● **WHAT IS REQUIRED**
A complete and exact copy of the entries below is the expected result.

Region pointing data

◆ ◆ ◆ ◆ ◆ ◆ ◆

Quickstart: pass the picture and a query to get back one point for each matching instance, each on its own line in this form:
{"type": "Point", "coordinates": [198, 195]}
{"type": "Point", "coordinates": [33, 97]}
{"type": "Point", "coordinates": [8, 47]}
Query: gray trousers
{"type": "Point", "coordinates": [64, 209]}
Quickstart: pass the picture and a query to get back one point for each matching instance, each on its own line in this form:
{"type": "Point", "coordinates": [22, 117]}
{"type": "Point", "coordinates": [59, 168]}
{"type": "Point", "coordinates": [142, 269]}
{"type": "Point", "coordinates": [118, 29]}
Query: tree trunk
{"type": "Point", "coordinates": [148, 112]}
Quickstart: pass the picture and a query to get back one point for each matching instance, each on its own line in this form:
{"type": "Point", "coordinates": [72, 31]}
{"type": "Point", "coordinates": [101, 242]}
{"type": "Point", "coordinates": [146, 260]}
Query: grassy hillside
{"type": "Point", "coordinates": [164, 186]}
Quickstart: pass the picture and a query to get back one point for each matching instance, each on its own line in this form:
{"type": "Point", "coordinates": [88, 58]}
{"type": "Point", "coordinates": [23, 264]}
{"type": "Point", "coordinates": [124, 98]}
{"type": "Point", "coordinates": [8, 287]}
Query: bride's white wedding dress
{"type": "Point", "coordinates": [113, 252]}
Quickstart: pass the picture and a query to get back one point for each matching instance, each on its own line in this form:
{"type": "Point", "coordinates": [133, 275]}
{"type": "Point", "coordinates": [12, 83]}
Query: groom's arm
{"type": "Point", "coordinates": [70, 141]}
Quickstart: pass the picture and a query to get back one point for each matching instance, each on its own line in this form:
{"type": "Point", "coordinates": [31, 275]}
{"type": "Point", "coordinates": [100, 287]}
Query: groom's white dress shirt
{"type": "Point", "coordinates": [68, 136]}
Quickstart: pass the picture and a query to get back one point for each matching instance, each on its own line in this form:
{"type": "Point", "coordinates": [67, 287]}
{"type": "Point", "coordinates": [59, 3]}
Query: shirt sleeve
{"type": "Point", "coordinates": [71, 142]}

◆ ◆ ◆ ◆ ◆ ◆ ◆

● **SOLUTION FOR THIS TASK**
Quickstart: pass the picture and a query to get back one point for each matching instance, each on its own line in this form:
{"type": "Point", "coordinates": [198, 195]}
{"type": "Point", "coordinates": [33, 97]}
{"type": "Point", "coordinates": [8, 47]}
Query: gray trousers
{"type": "Point", "coordinates": [64, 209]}
Quickstart: pass the picture and a query to get back one point for each matching instance, each on its own line in this form:
{"type": "Point", "coordinates": [22, 117]}
{"type": "Point", "coordinates": [59, 168]}
{"type": "Point", "coordinates": [142, 269]}
{"type": "Point", "coordinates": [118, 29]}
Query: tree trunk
{"type": "Point", "coordinates": [148, 112]}
Quickstart: pass the picture and a query to get back one point for each matching instance, each on its own line in this form:
{"type": "Point", "coordinates": [72, 31]}
{"type": "Point", "coordinates": [101, 242]}
{"type": "Point", "coordinates": [146, 260]}
Query: grassy hillside
{"type": "Point", "coordinates": [164, 186]}
Quickstart: pass the picture and a query to get back one point for each matching instance, each on its own line in this form:
{"type": "Point", "coordinates": [88, 58]}
{"type": "Point", "coordinates": [23, 264]}
{"type": "Point", "coordinates": [124, 98]}
{"type": "Point", "coordinates": [8, 287]}
Query: bride's white wedding dress
{"type": "Point", "coordinates": [113, 252]}
Quickstart: pass the picture and a query to get back one point for each matching instance, each on its own line in this form:
{"type": "Point", "coordinates": [133, 275]}
{"type": "Point", "coordinates": [12, 83]}
Query: groom's arm
{"type": "Point", "coordinates": [70, 141]}
Quickstart: pass the picture and a query to get back one point for each matching instance, each on its own line in this form:
{"type": "Point", "coordinates": [31, 275]}
{"type": "Point", "coordinates": [100, 287]}
Query: groom's white dress shirt
{"type": "Point", "coordinates": [68, 136]}
Quickstart: pass the picture and a query to get back one point for each matching instance, each on its own line in this form:
{"type": "Point", "coordinates": [67, 287]}
{"type": "Point", "coordinates": [59, 3]}
Query: shirt sleeve
{"type": "Point", "coordinates": [71, 142]}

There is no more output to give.